PROBLEM TO WORK ON:
Retype all of the entries word for word.

○ ○ ○ ○

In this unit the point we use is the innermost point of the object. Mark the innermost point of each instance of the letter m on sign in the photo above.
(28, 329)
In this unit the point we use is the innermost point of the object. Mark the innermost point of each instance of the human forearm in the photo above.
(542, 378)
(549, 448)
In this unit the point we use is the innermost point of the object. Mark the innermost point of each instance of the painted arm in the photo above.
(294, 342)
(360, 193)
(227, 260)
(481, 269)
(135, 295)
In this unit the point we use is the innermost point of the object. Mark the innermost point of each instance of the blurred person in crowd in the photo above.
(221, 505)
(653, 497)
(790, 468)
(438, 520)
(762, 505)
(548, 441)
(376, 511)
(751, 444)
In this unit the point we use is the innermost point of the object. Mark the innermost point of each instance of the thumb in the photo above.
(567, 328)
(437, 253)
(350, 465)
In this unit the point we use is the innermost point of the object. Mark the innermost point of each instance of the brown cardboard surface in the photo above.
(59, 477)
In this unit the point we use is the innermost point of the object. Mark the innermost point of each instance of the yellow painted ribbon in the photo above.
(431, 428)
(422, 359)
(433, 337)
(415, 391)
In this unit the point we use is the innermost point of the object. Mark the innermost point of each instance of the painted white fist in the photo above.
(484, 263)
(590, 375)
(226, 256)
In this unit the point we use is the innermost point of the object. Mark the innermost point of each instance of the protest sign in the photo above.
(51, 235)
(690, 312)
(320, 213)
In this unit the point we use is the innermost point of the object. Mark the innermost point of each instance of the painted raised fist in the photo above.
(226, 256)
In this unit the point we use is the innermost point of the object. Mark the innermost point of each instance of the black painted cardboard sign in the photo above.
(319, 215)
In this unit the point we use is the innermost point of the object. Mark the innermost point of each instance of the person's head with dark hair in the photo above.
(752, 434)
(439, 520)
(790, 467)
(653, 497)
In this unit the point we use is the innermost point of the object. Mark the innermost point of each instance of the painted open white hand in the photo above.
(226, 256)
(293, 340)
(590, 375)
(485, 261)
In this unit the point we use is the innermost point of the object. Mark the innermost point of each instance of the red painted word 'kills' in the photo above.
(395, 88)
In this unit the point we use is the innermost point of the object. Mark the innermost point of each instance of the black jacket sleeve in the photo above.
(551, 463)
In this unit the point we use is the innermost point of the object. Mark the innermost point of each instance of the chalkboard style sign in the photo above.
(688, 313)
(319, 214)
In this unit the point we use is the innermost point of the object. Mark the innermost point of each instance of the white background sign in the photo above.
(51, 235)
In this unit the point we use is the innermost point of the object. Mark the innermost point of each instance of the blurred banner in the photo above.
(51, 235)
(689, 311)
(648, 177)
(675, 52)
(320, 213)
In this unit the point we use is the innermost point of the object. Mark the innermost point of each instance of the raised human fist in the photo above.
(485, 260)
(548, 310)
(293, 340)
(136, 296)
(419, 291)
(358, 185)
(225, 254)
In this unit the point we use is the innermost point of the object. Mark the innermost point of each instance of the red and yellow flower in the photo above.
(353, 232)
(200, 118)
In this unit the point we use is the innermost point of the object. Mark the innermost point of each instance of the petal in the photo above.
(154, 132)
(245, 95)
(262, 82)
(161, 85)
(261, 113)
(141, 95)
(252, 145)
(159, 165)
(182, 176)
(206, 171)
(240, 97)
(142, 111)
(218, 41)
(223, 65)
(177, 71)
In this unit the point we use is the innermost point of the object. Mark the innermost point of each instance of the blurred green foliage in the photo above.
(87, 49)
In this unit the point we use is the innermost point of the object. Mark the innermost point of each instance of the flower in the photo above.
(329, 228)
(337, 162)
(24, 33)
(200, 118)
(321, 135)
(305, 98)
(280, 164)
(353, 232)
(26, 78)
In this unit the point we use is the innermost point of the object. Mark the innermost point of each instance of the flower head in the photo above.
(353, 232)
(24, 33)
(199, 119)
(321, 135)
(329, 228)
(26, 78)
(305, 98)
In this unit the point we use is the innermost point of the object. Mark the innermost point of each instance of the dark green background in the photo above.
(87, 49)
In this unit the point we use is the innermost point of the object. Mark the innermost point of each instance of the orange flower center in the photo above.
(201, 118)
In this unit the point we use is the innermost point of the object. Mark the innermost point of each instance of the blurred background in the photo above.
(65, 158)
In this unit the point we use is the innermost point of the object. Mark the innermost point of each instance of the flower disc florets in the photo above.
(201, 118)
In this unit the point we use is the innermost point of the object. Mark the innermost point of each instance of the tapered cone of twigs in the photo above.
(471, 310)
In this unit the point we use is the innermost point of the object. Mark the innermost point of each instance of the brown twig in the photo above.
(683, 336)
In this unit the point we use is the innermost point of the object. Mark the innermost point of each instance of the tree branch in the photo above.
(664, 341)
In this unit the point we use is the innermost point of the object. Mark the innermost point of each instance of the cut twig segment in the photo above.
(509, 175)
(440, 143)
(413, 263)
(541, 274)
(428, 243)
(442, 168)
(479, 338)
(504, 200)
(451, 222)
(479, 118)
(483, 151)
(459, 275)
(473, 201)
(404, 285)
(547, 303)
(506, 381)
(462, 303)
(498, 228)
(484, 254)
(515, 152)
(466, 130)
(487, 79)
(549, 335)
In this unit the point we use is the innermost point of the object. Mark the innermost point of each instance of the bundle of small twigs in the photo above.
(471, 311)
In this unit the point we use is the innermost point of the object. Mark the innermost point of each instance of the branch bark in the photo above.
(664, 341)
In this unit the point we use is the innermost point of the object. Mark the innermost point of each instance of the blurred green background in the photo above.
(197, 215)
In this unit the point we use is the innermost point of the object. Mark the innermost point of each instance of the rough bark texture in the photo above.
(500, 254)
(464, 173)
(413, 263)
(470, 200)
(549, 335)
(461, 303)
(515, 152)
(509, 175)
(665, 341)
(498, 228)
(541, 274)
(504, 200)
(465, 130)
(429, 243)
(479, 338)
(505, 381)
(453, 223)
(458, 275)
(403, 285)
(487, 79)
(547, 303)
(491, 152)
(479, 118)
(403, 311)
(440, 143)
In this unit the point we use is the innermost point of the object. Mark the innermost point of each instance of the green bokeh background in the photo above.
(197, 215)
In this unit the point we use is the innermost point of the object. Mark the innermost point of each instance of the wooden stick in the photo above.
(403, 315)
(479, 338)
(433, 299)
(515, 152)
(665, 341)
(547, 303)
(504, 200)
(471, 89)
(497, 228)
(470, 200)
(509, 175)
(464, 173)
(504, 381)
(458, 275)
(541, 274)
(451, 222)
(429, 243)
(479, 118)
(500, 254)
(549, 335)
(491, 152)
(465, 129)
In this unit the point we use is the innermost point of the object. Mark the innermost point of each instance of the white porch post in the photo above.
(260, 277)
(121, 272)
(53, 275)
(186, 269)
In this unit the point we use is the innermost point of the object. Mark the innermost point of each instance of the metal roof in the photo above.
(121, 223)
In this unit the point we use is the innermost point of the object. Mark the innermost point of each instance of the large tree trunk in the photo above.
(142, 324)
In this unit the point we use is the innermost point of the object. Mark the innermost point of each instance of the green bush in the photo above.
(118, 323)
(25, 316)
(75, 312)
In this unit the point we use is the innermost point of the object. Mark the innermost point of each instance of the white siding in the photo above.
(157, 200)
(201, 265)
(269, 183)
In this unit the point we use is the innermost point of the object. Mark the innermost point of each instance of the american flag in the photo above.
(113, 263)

○ ○ ○ ○

COMPLETE OUTPUT:
In this unit the point we use is the innermost point of the object. Mark the innermost point of each instance of the letter m on sign in the photo above.
(28, 329)
In this unit the point we use is the innermost point of the object. Mark the innermost point of each instance of the human forearm in the photo above.
(542, 378)
(549, 448)
In this unit the point we use is the innermost point of the object. Mark the innermost point of each instance of the painted arm in the photo above.
(294, 342)
(360, 193)
(227, 260)
(481, 269)
(135, 295)
In this unit the point we use is the innermost point of the object. Mark the innermost point of each instance of the blurred person in crowd in the photo above.
(221, 505)
(653, 497)
(790, 468)
(438, 520)
(762, 505)
(548, 441)
(376, 511)
(751, 444)
In this unit the point we use is the innermost point of the object. Mark the innermost point of each instance of the thumb in the photo above.
(567, 328)
(437, 253)
(350, 465)
In this unit the point we use is the innermost point of the object. Mark the innermost point of each instance of the brown cardboard surface in the photo above.
(59, 477)
In this unit the point we use is the innermost point of the object. Mark the innermost point of each instance of the yellow painted ribbon in the photo above.
(431, 428)
(422, 359)
(433, 337)
(415, 391)
In this unit the point we use is the innermost point of the object. Mark the innermost point of each instance of the painted white fist in the photo above.
(484, 263)
(590, 375)
(226, 256)
In this unit the point we use is the innermost point of the object. Mark the innermost point of each instance of the protest sign in the photo above.
(51, 235)
(690, 312)
(320, 213)
In this unit the point we use is the innermost point of the object. Mark the innermost point of each instance of the painted raised fist in the photo above.
(226, 256)
In this unit the point we use is the innermost point of the object. Mark the innermost point of each instance of the black painted cardboard sign in the photo above.
(319, 215)
In this unit the point we use is the innermost point of the object. Mark the innermost point of each instance of the person's head with dark hair in the photo above.
(752, 434)
(439, 520)
(790, 467)
(653, 497)
In this unit the point we use is the innermost point of the object. Mark the innermost point of each instance of the painted open white hand in the photo above.
(226, 256)
(293, 340)
(590, 375)
(485, 261)
In this unit the point we use is the innermost point of the object. Mark the innermost point of each instance of the red painted word 'kills' in the photo above.
(395, 88)
In this unit the point we use is the innermost point of the object. Mark the innermost point of each instance of the black jacket sleeve in the photo above.
(551, 463)
In this unit the point we use is the innermost point of the object. Mark the innermost point of each instance of the chalkboard style sign in the photo above.
(688, 313)
(319, 214)
In this unit the point we use is the innermost point of the object. Mark the innermost point of each instance of the white background sign in the photo above.
(51, 235)
In this unit the point we use is the innermost point of the object. Mark the innermost point of each instance of the blurred banner in the photo above.
(51, 235)
(689, 311)
(648, 177)
(675, 52)
(320, 213)
In this unit the point we use is the innermost point of the object. Mark the innermost point of each instance of the raised human fist in the photo above.
(485, 260)
(548, 310)
(293, 340)
(136, 296)
(419, 291)
(358, 185)
(225, 254)
In this unit the point we use is the innermost point of the object. Mark the innermost point of each instance of the red and yellow flower in the photo above.
(353, 232)
(200, 118)
In this unit the point we use is the innermost point of the object. Mark the innermost point of each instance of the petal in the photo above.
(154, 132)
(245, 95)
(262, 82)
(161, 85)
(261, 113)
(141, 95)
(252, 145)
(159, 165)
(182, 176)
(206, 171)
(240, 97)
(142, 111)
(218, 41)
(223, 65)
(177, 71)
In this unit the point we use is the innermost point of the object. Mark the innermost point of each instance of the blurred green foliage in the photo above.
(87, 49)
In this unit the point we use is the innermost point of the object. Mark the innermost point of each instance of the flower in the photo above.
(329, 228)
(337, 162)
(24, 33)
(200, 118)
(321, 135)
(305, 98)
(280, 164)
(353, 232)
(26, 78)
In this unit the point we use is the innermost point of the object. Mark the innermost point of each instance of the flower head in the photo above.
(353, 232)
(24, 33)
(199, 119)
(321, 135)
(329, 228)
(26, 78)
(305, 98)
In this unit the point we use is the innermost point of the object. Mark the innermost point of each instance of the dark green background in the photo above.
(87, 49)
In this unit the point we use is the innermost point of the object. Mark the innermost point of each instance of the orange flower center in the photo above.
(201, 118)
In this unit the point we use is the innermost point of the object. Mark the innermost point of each instance of the blurred background in the photo above.
(65, 158)
In this unit the point we use is the innermost point of the object. Mark the innermost point of each instance of the flower disc florets in the photo above.
(201, 118)
In this unit the point we use is the innermost point of the object. Mark the innermost point of each instance of the tapered cone of twigs in the photo above.
(471, 310)
In this unit the point we use is the innermost point of the object. Mark the innermost point of each instance of the brown twig in the photo above.
(683, 336)
In this unit the point we use is the innermost point of the object. Mark the innermost point of each instance of the tree branch in the photo above.
(664, 341)
In this unit the point we use is the innermost point of the object. Mark the innermost point of each instance of the cut twig segment in the photo above.
(509, 175)
(440, 143)
(413, 263)
(541, 274)
(428, 243)
(442, 168)
(479, 338)
(504, 200)
(451, 222)
(479, 118)
(483, 151)
(459, 275)
(473, 201)
(404, 285)
(547, 303)
(506, 381)
(462, 303)
(498, 228)
(484, 254)
(515, 152)
(466, 130)
(487, 79)
(549, 335)
In this unit the point we use is the innermost point of the object. Mark the innermost point of each instance of the bundle of small twigs in the photo above.
(471, 311)
In this unit the point we use is the innermost point of the object. Mark the innermost point of each instance of the branch bark in the photo above.
(664, 341)
In this unit the point we use is the innermost point of the object. Mark the innermost point of each instance of the blurred green background in the photo above.
(197, 215)
In this unit the point we use is the innermost point of the object. Mark the innermost point of each instance of the rough bark texture in the photo above.
(500, 254)
(464, 173)
(413, 263)
(470, 200)
(549, 335)
(461, 303)
(515, 152)
(509, 175)
(665, 341)
(498, 228)
(541, 274)
(504, 200)
(465, 130)
(429, 243)
(479, 338)
(505, 381)
(453, 223)
(458, 275)
(403, 285)
(487, 79)
(547, 303)
(491, 152)
(479, 118)
(403, 311)
(440, 143)
In this unit the point we use is the innermost point of the object. Mark the innermost point of each instance of the green bokeh background in the photo above.
(197, 215)
In this unit the point we use is the innermost point of the object. Mark the innermost point of each instance of the wooden stick in the photo above.
(403, 315)
(479, 338)
(433, 299)
(515, 152)
(665, 341)
(547, 303)
(504, 200)
(471, 89)
(497, 228)
(470, 200)
(509, 175)
(464, 173)
(504, 381)
(458, 275)
(541, 274)
(451, 222)
(429, 243)
(479, 118)
(500, 254)
(549, 335)
(491, 152)
(465, 129)
In this unit the point we use is the innermost point of the object. Mark the innermost point of each instance of the white porch post in the photo above.
(260, 277)
(121, 272)
(53, 275)
(186, 269)
In this unit the point we use is the innermost point of the object. Mark the innermost point of each instance of the metal roof in the photo above.
(121, 223)
In this unit the point we use is the innermost point of the object. Mark the innermost point of each instance of the large tree trunk in the photo above.
(142, 324)
In this unit the point we use is the innermost point of the object. Mark the innermost point of each instance of the green bush in the photo above.
(118, 323)
(25, 316)
(75, 312)
In this unit the point we use is the innermost point of the object. Mark the innermost point of each instance of the white siding in the photo above.
(157, 200)
(201, 265)
(269, 183)
In this unit the point we use is the innermost point of the object. Mark the innermost point of each instance of the american flag in the photo above.
(113, 263)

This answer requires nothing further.